» **TEXT SECTION**
Which is about as much wisdom and reflection as went into my personal life at the time. So I spent a year, brokenhearted and unemployed, sitting on the floor of my ground-floor apartment in San Francisco, switching off the Playstation once or twice a day to stand and take the three steps to the stove to make an omelet or a pot of rice.


Then, on the night before my 25th or -6th birthday (I can’t remember which now and though I could consult my journal I think the inability to recall lends a certain authenticity to the exercise), I met S— C—, who lived up the street with a friend-of-a-friend from college and had a cat identical to mine, and my sister’s birthday, and was— is, I’m sure— beautiful. We kissed. On future occasions, intimacies progressed. She always wore matching underwear.


Perhaps if more significant details about her had been impressed upon me, S— wouldn’t be figuring in this story in the same way: One night she told me her next boyfriend would probably be the father of her children. Unable as I was to sufficiently convince her of my noble intentions, which were entirely ignoble, she thereafter resisted my many wooings.

» **GIVEN ENTRIES**
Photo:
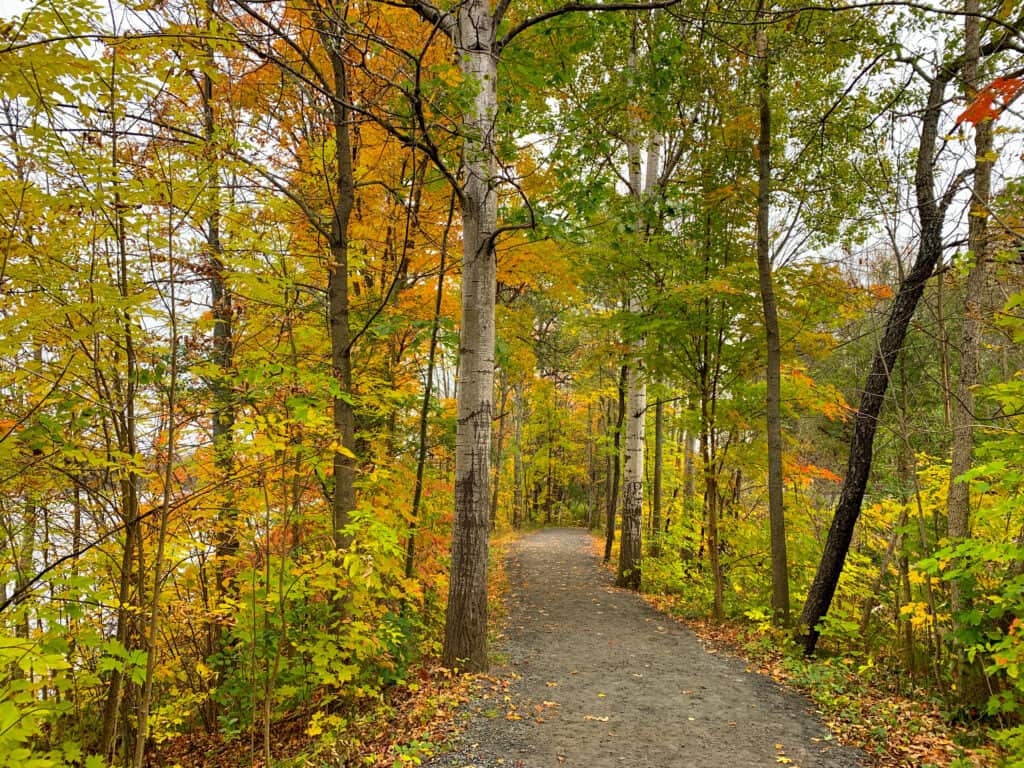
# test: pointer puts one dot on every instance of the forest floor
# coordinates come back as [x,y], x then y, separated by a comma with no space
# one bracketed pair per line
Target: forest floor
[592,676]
* * *
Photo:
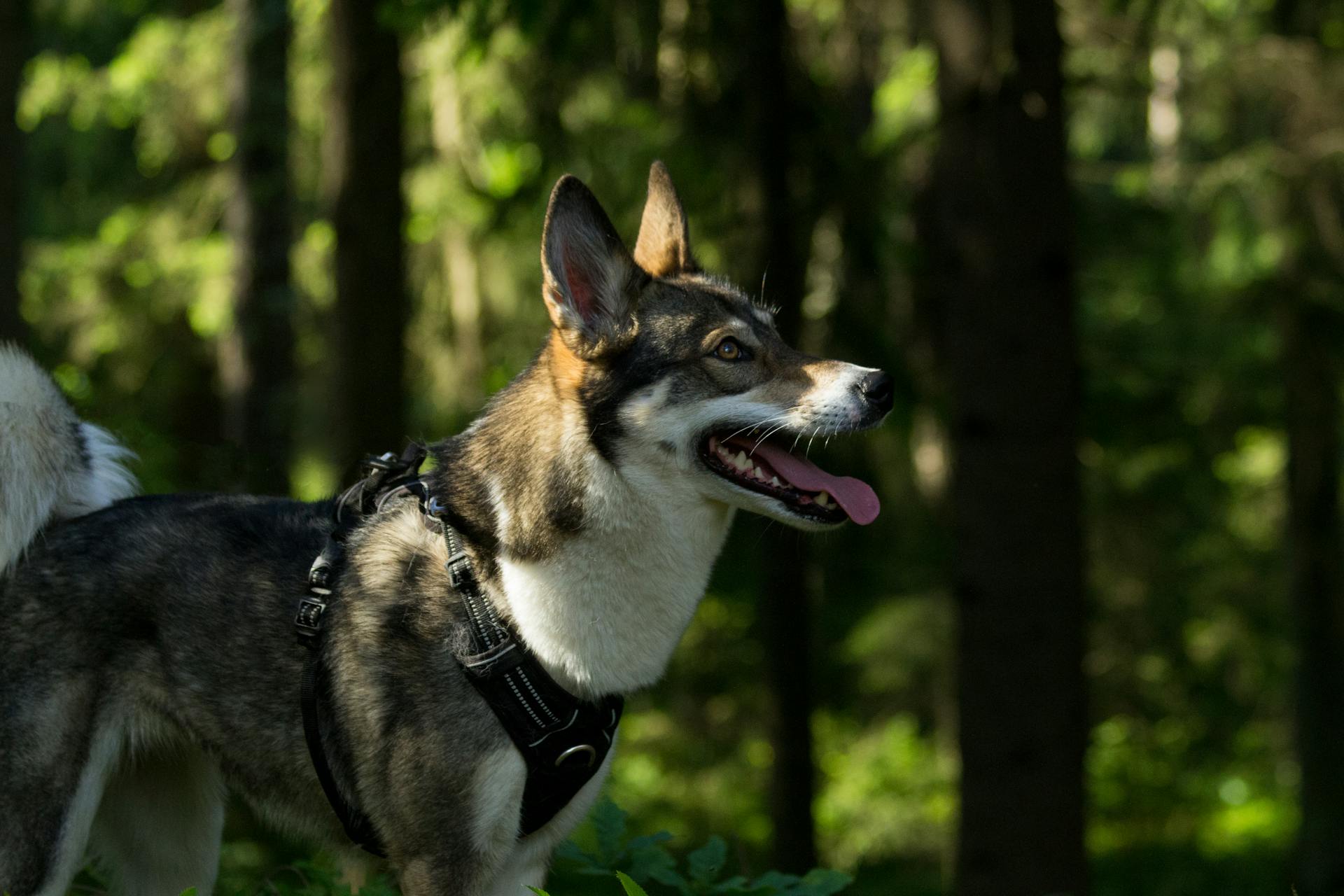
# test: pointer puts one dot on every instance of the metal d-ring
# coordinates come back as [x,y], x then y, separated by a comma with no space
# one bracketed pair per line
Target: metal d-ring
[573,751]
...
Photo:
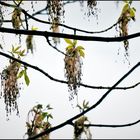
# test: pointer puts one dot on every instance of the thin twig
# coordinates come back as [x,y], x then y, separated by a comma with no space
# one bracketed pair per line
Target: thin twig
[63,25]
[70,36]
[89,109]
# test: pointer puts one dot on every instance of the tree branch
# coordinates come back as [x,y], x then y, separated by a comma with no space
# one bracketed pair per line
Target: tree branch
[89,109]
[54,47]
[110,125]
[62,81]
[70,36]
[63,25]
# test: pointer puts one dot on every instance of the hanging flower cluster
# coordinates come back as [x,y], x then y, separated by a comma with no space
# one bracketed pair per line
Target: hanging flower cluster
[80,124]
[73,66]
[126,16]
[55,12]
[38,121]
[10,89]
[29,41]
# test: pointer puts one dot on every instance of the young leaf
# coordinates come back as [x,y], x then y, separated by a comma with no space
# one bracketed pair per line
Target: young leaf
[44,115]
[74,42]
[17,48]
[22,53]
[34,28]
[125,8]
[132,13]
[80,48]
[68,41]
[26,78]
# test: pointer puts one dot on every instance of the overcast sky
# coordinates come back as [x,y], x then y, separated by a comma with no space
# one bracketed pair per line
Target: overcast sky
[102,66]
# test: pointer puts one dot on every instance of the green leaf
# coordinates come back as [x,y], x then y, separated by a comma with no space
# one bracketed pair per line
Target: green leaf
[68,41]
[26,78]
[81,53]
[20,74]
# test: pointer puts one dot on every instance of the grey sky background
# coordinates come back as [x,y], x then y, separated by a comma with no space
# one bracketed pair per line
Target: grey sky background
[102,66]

» **EXERCISE INSTRUCTIONS**
(A) Translate this sentence from the memoir passage into Spanish: "On future occasions, intimacies progressed."
(B) Reproduce the memoir passage from "Then, on the" to "my many wooings.".
(C) Proceed with the memoir passage, writing on from its final sentence.
The data above come from a source separate from the memoir passage.

» **SOLVED TASKS**
(A) En ocasiones posteriores, la intimidad fue en aumento.

(B)
Then, on the night before my 25th or -6th birthday (I can’t remember which now and though I could consult my journal I think the inability to recall lends a certain authenticity to the exercise), I met S— C—, who lived up the street with a friend-of-a-friend from college and had a cat identical to mine, and my sister’s birthday, and was— is, I’m sure— beautiful. We kissed. On future occasions, intimacies progressed. She always wore matching underwear.


Perhaps if more significant details about her had been impressed upon me, S— wouldn’t be figuring in this story in the same way: One night she told me her next boyfriend would probably be the father of her children. Unable as I was to sufficiently convince her of my noble intentions, which were entirely ignoble, she thereafter resisted my many wooings.

(C)
After moving to a loft in Potrero Hill, I made one final attempt at impressing S— (and we both knew it would be final). I decided I needed to cook for her to impart a favorable impression of domesticity. The loft’s kitchen was fully equipped— glass burners on the electric stove, grey marble countertops— all mod cons. Out of a cookbook my mother had given me I concocted a pesto-cream sauce with sautéed corn and asparagus over pasta. Burned the corn; asparagus: mushy, stringy; spaghetti: in clumps. A complete disaster start to finish. Following a courteous postprandial interval, S— craned her head toward me for the goodnight kiss so her breasts wouldn’t compress against my chest and gave me the, “awww… you’re not gonna get laid tonight, are you?” pat on the scapula.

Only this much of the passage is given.